(Collected data)
++++

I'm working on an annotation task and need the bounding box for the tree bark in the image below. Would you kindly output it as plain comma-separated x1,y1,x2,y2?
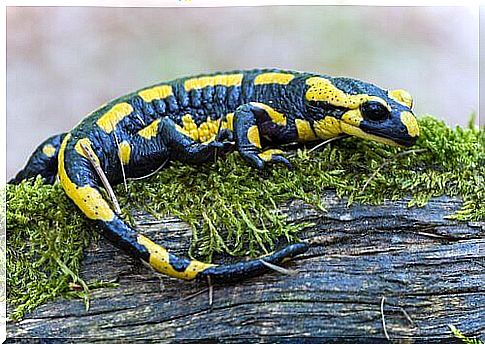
7,192,485,342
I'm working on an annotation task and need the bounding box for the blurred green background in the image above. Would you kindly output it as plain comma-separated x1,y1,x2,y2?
7,6,479,178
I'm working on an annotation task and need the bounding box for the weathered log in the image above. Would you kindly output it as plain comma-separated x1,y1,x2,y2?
7,193,485,342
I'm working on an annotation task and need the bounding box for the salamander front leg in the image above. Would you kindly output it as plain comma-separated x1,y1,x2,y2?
160,117,235,164
234,104,292,170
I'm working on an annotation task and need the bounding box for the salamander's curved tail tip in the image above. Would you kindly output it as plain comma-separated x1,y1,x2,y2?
197,242,309,283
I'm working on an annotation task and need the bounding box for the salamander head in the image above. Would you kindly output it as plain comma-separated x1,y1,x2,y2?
305,76,419,147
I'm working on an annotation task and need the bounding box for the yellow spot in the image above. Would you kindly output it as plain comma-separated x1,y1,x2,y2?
96,103,133,134
313,116,342,139
42,143,56,158
254,72,295,85
226,112,234,131
138,119,160,140
258,149,284,161
295,118,317,142
341,122,399,146
248,125,261,148
138,85,173,103
137,235,215,280
74,138,100,165
251,102,286,126
342,109,364,127
388,90,413,109
118,141,131,165
305,77,390,110
401,111,419,137
58,134,114,221
184,74,244,92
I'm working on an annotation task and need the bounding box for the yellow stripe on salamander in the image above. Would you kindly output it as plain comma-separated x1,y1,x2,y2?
96,103,133,134
247,125,261,148
42,143,56,158
295,118,317,142
118,141,131,165
137,235,215,280
58,134,114,221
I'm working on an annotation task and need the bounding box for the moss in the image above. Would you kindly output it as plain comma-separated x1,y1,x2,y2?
6,116,485,318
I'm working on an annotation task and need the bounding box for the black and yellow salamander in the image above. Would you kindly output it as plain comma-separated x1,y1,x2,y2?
10,69,419,282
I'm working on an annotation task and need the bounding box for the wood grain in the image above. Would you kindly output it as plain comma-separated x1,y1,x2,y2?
7,192,485,342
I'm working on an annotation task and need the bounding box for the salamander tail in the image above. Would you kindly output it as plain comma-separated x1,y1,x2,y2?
8,133,66,184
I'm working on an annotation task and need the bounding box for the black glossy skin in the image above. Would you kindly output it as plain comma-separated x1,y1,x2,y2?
10,70,415,281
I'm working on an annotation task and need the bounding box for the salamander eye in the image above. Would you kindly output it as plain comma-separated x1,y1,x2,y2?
360,100,390,121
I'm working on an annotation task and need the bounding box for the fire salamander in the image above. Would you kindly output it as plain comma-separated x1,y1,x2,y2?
10,69,419,281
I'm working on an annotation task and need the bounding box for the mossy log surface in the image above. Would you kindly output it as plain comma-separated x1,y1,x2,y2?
7,192,485,342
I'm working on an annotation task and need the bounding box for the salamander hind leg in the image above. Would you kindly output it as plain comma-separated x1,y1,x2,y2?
8,133,66,184
233,103,292,170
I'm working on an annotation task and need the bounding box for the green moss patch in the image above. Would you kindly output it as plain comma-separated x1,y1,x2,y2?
6,116,485,319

++++

- WRITTEN PROBLEM
Copy the entries word for word, from the first line through the line containing "7,193,485,342", with both ends included. Leave out the pictures.

- FINISHED TASK
I'm working on an annotation task and need the bounding box for the tree bark in the image below. Would you kindly output it as plain comma-separated x1,y1,x2,y2?
7,192,485,342
I'm working on an annotation task and need the bounding box for the blurred green background in the image above. Would you kindly output it as plain comma-separated x1,y1,x2,y2?
7,6,479,178
I'm working on an annotation task and need the bounding box for the weathered log in the image above. Would you kindly output it as plain comma-separated x1,y1,x2,y2?
7,193,485,342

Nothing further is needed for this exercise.